Beginning at the line that contains "Objective — one marker per instance of the fox back", transcribe the remaining lines of the listing exactly; include the final line and omit everything before.

Material provided:
· · ·

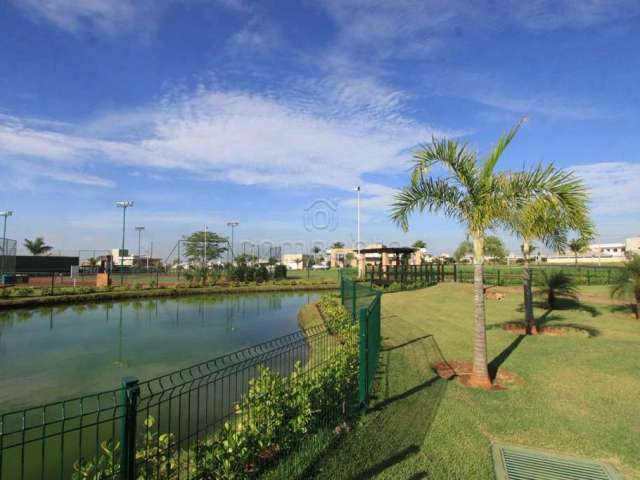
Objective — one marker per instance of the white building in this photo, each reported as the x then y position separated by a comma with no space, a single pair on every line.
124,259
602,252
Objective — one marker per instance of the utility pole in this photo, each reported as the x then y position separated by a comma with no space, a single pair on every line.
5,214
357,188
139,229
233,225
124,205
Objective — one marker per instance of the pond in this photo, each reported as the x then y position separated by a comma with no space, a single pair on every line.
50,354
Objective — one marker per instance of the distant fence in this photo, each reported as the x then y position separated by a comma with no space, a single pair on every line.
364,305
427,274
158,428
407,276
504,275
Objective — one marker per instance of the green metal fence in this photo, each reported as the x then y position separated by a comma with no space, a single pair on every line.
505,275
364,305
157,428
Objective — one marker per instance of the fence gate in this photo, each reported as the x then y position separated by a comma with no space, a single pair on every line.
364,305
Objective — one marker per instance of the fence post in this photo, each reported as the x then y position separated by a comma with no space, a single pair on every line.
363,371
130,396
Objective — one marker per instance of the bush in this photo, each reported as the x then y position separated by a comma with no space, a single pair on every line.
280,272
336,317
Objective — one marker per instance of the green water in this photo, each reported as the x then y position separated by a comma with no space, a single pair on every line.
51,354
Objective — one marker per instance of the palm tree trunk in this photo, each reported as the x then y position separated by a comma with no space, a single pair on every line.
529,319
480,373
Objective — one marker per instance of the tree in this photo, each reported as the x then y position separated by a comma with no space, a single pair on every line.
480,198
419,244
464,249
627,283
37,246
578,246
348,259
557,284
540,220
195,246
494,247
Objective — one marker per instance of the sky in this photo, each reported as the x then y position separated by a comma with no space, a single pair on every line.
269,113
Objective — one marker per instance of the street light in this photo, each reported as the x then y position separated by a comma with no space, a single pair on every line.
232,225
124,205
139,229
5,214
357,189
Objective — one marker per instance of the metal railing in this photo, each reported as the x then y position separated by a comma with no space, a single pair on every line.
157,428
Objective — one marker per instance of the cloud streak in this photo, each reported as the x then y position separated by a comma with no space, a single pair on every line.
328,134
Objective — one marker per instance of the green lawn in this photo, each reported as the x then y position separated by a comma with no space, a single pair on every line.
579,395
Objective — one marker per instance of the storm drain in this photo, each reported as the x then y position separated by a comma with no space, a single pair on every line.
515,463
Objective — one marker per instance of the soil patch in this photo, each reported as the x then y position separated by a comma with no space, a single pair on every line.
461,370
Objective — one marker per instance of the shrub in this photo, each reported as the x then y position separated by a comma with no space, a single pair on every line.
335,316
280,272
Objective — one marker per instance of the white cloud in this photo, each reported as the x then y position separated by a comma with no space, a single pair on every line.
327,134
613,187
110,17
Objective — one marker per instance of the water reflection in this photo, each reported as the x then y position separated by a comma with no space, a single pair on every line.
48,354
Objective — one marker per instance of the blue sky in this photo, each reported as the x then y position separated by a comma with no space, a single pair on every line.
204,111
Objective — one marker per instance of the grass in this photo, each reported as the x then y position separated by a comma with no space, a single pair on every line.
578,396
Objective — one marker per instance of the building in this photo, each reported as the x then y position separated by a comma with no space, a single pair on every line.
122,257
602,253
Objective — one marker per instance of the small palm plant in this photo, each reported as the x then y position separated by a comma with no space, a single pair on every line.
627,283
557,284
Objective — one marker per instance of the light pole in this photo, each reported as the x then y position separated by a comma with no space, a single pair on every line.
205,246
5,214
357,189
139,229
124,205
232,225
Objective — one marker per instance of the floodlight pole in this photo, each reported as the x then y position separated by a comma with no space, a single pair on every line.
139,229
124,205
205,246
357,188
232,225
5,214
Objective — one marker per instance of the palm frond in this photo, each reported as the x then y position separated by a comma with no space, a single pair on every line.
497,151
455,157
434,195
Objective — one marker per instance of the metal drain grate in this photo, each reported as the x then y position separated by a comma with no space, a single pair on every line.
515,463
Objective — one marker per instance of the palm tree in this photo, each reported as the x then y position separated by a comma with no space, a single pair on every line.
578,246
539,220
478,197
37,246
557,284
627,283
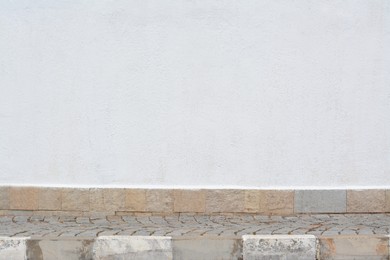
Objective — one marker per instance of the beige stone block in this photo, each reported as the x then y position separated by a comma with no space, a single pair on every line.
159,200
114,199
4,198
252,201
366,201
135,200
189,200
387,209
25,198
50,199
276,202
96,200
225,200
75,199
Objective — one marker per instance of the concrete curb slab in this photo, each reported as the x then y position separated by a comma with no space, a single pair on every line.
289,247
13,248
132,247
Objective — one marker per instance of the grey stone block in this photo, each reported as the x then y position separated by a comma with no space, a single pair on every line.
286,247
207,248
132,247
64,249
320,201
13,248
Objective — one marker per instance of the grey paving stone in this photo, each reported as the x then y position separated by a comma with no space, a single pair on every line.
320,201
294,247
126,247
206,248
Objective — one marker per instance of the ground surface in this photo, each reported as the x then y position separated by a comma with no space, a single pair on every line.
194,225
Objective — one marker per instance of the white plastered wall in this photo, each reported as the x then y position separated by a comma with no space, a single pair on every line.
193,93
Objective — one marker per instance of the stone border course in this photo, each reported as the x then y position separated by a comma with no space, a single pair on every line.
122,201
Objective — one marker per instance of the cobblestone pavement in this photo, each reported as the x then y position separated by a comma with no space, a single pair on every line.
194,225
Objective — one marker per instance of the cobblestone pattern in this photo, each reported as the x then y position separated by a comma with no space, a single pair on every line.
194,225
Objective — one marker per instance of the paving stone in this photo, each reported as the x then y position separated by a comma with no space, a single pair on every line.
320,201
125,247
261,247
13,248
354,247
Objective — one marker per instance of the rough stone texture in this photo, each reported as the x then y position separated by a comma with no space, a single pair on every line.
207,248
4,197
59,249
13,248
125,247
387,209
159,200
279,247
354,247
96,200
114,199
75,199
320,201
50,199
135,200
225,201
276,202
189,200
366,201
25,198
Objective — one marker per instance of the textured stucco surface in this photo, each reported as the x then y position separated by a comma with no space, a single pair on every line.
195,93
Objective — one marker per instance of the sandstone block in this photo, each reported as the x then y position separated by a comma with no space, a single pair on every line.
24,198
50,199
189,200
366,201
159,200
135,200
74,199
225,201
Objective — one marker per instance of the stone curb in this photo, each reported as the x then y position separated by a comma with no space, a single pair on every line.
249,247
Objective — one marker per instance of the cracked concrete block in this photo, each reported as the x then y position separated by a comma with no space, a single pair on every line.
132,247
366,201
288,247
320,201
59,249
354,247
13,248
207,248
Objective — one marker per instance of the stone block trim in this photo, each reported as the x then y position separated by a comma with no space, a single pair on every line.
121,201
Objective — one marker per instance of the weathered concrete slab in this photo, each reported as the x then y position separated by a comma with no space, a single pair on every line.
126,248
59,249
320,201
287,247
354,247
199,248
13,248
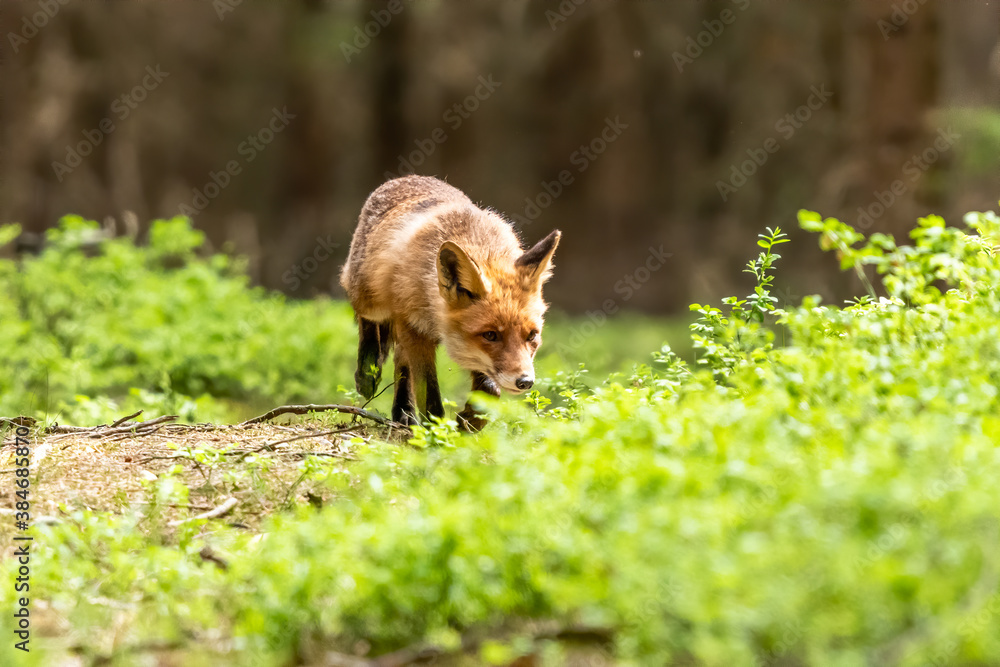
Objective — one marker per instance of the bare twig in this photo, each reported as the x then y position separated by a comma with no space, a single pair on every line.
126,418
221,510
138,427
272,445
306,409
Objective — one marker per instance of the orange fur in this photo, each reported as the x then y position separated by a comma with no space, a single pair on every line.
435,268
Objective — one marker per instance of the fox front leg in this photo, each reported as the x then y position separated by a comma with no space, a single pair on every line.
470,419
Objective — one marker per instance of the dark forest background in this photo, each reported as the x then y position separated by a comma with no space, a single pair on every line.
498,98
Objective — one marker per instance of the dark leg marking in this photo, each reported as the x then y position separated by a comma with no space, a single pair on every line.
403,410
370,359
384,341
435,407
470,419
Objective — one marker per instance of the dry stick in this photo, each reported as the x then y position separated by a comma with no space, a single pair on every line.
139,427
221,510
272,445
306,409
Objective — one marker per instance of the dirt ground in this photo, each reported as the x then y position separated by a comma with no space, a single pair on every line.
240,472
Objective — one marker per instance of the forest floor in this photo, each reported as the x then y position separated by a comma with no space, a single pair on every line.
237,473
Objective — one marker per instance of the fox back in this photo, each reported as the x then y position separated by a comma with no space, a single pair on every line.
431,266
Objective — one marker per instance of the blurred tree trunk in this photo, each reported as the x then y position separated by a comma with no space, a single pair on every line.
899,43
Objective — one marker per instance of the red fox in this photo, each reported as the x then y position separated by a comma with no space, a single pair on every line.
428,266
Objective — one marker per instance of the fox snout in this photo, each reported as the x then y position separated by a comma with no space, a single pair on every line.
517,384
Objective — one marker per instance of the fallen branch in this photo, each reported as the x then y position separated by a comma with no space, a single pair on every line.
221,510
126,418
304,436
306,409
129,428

· · ·

Exercise solution:
Objective — one marker per instance of the fox back in this photo, each reported as the x then y position separated by a comma with no space, a single pair on every line.
431,266
Objective — one marker per instance of the blurred tree trunk in this photo, each reported as the x then y position separated by a comma with no space, a single pair on every line.
899,43
Objective — one marker per instance of the red fox in this photo, each reported as the x then y position separated by a comma with no space, a single pair on every line.
428,266
Objective — one marker per instance of the fox snout in this photo, each reported as the x then y position separated by a comma with no space, a single pair on every line.
517,384
Objective — one marker per instance of the fallen branch in this photo, each reported as the x then y position separated by a comma with no space, a single pair on every line.
221,510
126,418
304,436
306,409
129,428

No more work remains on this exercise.